=== Dataset ===
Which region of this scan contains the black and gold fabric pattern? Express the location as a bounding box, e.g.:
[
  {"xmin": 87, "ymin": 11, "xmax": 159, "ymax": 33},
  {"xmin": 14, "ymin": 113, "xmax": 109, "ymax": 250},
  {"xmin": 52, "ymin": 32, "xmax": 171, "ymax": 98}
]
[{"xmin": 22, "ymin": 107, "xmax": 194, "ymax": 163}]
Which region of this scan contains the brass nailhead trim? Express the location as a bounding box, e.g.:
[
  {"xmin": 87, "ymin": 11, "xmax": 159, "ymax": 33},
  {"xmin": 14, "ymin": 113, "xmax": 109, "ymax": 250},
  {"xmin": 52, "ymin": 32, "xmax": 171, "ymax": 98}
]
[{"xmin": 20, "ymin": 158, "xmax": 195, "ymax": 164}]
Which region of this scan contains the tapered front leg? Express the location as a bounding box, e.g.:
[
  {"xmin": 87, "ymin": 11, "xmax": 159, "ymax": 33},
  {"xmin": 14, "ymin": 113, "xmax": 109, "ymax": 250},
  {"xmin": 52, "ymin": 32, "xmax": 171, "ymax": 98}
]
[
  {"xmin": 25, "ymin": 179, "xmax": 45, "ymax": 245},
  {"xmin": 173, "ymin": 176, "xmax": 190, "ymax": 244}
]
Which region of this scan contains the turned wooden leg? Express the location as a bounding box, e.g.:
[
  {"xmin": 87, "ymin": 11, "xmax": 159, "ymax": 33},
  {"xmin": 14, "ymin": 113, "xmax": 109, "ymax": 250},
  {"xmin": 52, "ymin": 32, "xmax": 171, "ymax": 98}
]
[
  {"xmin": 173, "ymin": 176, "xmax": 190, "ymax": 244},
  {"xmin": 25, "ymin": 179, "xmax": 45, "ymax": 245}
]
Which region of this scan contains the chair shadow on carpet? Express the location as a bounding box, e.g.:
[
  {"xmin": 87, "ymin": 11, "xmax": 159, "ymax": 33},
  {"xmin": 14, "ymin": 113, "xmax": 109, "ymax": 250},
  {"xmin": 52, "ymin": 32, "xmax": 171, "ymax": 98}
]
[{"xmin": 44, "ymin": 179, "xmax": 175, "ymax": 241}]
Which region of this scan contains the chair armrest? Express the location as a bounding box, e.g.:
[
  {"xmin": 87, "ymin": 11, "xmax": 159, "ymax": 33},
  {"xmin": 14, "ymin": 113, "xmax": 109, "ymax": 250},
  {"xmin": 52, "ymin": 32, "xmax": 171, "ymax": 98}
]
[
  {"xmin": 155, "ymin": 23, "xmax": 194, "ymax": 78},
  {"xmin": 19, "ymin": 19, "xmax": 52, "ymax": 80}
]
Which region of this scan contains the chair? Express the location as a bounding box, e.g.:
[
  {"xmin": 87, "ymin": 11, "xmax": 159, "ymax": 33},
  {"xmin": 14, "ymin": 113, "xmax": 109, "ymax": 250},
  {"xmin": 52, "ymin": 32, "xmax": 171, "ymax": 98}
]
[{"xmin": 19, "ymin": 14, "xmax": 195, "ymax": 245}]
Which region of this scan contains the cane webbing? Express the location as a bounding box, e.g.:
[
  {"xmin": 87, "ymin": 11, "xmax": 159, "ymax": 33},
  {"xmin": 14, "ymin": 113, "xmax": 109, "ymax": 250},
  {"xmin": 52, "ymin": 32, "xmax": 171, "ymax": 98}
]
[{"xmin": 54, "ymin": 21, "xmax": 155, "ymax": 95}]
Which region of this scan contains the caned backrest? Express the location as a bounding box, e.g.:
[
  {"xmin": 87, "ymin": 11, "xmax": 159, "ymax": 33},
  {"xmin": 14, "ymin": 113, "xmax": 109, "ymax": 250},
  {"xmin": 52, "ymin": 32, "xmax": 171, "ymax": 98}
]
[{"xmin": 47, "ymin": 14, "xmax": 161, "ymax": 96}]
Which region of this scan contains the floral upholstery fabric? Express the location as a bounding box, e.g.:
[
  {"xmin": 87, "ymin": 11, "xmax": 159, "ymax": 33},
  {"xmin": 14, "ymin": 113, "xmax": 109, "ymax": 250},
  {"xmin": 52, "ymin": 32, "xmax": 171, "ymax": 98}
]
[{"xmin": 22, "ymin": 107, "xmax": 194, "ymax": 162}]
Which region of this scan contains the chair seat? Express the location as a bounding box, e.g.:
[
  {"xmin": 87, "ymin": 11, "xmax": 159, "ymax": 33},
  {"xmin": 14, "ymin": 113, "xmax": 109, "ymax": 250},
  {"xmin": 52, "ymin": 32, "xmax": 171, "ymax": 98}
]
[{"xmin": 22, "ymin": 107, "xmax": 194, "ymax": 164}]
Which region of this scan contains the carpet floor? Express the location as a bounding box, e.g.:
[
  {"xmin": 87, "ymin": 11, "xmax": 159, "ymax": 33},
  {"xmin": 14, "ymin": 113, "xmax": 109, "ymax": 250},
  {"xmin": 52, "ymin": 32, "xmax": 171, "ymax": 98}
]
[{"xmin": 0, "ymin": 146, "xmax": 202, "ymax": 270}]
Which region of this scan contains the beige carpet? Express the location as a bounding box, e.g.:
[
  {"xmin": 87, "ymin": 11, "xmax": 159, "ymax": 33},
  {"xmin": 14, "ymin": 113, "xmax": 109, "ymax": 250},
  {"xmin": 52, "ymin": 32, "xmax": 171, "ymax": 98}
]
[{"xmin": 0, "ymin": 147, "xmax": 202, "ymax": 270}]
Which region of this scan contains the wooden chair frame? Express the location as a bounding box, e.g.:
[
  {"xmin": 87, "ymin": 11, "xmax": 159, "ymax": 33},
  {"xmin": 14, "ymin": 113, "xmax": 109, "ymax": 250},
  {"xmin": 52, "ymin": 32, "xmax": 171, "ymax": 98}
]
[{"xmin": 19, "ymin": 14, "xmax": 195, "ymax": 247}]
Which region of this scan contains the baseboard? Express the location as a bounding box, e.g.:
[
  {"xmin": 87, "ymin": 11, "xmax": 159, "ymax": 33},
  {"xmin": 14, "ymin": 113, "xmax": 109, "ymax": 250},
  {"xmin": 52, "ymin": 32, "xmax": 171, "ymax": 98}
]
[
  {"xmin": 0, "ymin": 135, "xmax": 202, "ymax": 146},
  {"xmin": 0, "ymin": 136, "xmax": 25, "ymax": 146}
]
===
Stated problem: Convert every line of the items above into a numbered list, skipping any blank lines.

Finished task:
1. Which region of this scan contains the black and gold fabric pattern? Express the location as a bounding box, e.g.:
2. [
3.   {"xmin": 87, "ymin": 11, "xmax": 159, "ymax": 33},
4.   {"xmin": 14, "ymin": 113, "xmax": 109, "ymax": 250},
5.   {"xmin": 52, "ymin": 32, "xmax": 171, "ymax": 98}
6. ]
7. [{"xmin": 22, "ymin": 107, "xmax": 194, "ymax": 163}]
8. Which region of this scan contains the brass nailhead trim? Express the location as a bounding box, e.g.:
9. [
10.   {"xmin": 87, "ymin": 11, "xmax": 159, "ymax": 33},
11.   {"xmin": 14, "ymin": 113, "xmax": 109, "ymax": 250},
12.   {"xmin": 52, "ymin": 32, "xmax": 171, "ymax": 98}
13. ]
14. [{"xmin": 20, "ymin": 158, "xmax": 195, "ymax": 164}]
15. Which region of this scan contains the tapered front leg? Express the location as a bounding box, e.g.:
16. [
17.   {"xmin": 87, "ymin": 11, "xmax": 159, "ymax": 33},
18.   {"xmin": 14, "ymin": 113, "xmax": 109, "ymax": 250},
19.   {"xmin": 52, "ymin": 32, "xmax": 171, "ymax": 98}
20. ]
21. [
22.   {"xmin": 25, "ymin": 179, "xmax": 45, "ymax": 245},
23.   {"xmin": 173, "ymin": 176, "xmax": 190, "ymax": 244}
24. ]
25. Which region of this scan contains the turned wooden leg? Express the location as a bounding box, e.g.:
26. [
27.   {"xmin": 87, "ymin": 11, "xmax": 159, "ymax": 33},
28.   {"xmin": 14, "ymin": 113, "xmax": 109, "ymax": 250},
29.   {"xmin": 52, "ymin": 32, "xmax": 171, "ymax": 98}
30. ]
31. [
32.   {"xmin": 173, "ymin": 176, "xmax": 190, "ymax": 244},
33.   {"xmin": 25, "ymin": 179, "xmax": 45, "ymax": 245}
34. ]
35. Which region of this scan contains the chair shadow on carpet? Express the location as a bounding box, e.g.:
36. [
37.   {"xmin": 87, "ymin": 11, "xmax": 159, "ymax": 33},
38.   {"xmin": 14, "ymin": 113, "xmax": 109, "ymax": 250},
39.   {"xmin": 52, "ymin": 32, "xmax": 171, "ymax": 98}
40. ]
41. [{"xmin": 44, "ymin": 179, "xmax": 175, "ymax": 241}]
42. Which region of this scan contains the chair armrest? Express the location as a bounding box, e.g.:
43. [
44.   {"xmin": 87, "ymin": 11, "xmax": 159, "ymax": 33},
45.   {"xmin": 14, "ymin": 113, "xmax": 109, "ymax": 250},
46.   {"xmin": 52, "ymin": 32, "xmax": 171, "ymax": 98}
47. ]
48. [
49.   {"xmin": 155, "ymin": 23, "xmax": 194, "ymax": 78},
50.   {"xmin": 19, "ymin": 19, "xmax": 52, "ymax": 80}
51. ]
52. Which region of this scan contains the chair? Express the location as a bounding box, e.g.:
53. [
54.   {"xmin": 87, "ymin": 11, "xmax": 159, "ymax": 33},
55.   {"xmin": 14, "ymin": 113, "xmax": 109, "ymax": 250},
56.   {"xmin": 52, "ymin": 32, "xmax": 171, "ymax": 98}
57. ]
58. [{"xmin": 19, "ymin": 14, "xmax": 195, "ymax": 245}]
59. Which region of this scan contains the cane webbing? Express the location as a bounding box, e.g.:
60. [
61.   {"xmin": 87, "ymin": 11, "xmax": 159, "ymax": 33},
62.   {"xmin": 14, "ymin": 113, "xmax": 109, "ymax": 250},
63.   {"xmin": 52, "ymin": 32, "xmax": 171, "ymax": 98}
64. ]
65. [{"xmin": 54, "ymin": 21, "xmax": 155, "ymax": 95}]
66. Which region of this scan contains the caned backrest? Express the location as a bounding box, e.g.:
67. [
68.   {"xmin": 87, "ymin": 11, "xmax": 159, "ymax": 33},
69.   {"xmin": 14, "ymin": 113, "xmax": 109, "ymax": 250},
70.   {"xmin": 52, "ymin": 32, "xmax": 171, "ymax": 98}
71. ]
72. [{"xmin": 47, "ymin": 14, "xmax": 161, "ymax": 96}]
73. Which region of this scan contains the floral upholstery fabric? Express the location as a bounding box, e.g.:
74. [
75.   {"xmin": 87, "ymin": 11, "xmax": 159, "ymax": 33},
76.   {"xmin": 14, "ymin": 113, "xmax": 109, "ymax": 250},
77.   {"xmin": 52, "ymin": 32, "xmax": 171, "ymax": 98}
78. ]
79. [{"xmin": 22, "ymin": 107, "xmax": 194, "ymax": 162}]
80. Which region of this scan contains the chair seat? Express the location as a bounding box, e.g.:
81. [
82.   {"xmin": 87, "ymin": 11, "xmax": 159, "ymax": 33},
83.   {"xmin": 14, "ymin": 113, "xmax": 109, "ymax": 250},
84.   {"xmin": 52, "ymin": 32, "xmax": 171, "ymax": 98}
85. ]
86. [{"xmin": 22, "ymin": 107, "xmax": 194, "ymax": 164}]
87. Which region of this scan contains the carpet floor? Express the location as a bounding box, e.g.:
88. [
89.   {"xmin": 87, "ymin": 11, "xmax": 159, "ymax": 33},
90.   {"xmin": 14, "ymin": 113, "xmax": 109, "ymax": 250},
91.   {"xmin": 52, "ymin": 32, "xmax": 171, "ymax": 98}
92. ]
93. [{"xmin": 0, "ymin": 146, "xmax": 202, "ymax": 270}]
94. Which region of this scan contains the beige carpet? Express the location as a bounding box, e.g.:
95. [
96.   {"xmin": 87, "ymin": 11, "xmax": 159, "ymax": 33},
97.   {"xmin": 14, "ymin": 113, "xmax": 109, "ymax": 250},
98.   {"xmin": 52, "ymin": 32, "xmax": 171, "ymax": 98}
99. ]
100. [{"xmin": 0, "ymin": 147, "xmax": 202, "ymax": 270}]
101. Which region of this scan contains the wooden chair frame? Express the location as a bounding box, e.g.:
102. [
103.   {"xmin": 87, "ymin": 11, "xmax": 159, "ymax": 33},
104.   {"xmin": 14, "ymin": 113, "xmax": 109, "ymax": 250},
105.   {"xmin": 52, "ymin": 32, "xmax": 171, "ymax": 98}
106. ]
107. [{"xmin": 19, "ymin": 14, "xmax": 195, "ymax": 247}]
108. Which region of this scan contains the baseboard? Express the location as a bounding box, e.g.:
109. [
110.   {"xmin": 87, "ymin": 11, "xmax": 159, "ymax": 33},
111.   {"xmin": 14, "ymin": 113, "xmax": 109, "ymax": 250},
112.   {"xmin": 52, "ymin": 32, "xmax": 171, "ymax": 98}
113. ]
114. [
115.   {"xmin": 0, "ymin": 135, "xmax": 202, "ymax": 146},
116.   {"xmin": 0, "ymin": 136, "xmax": 25, "ymax": 146}
117. ]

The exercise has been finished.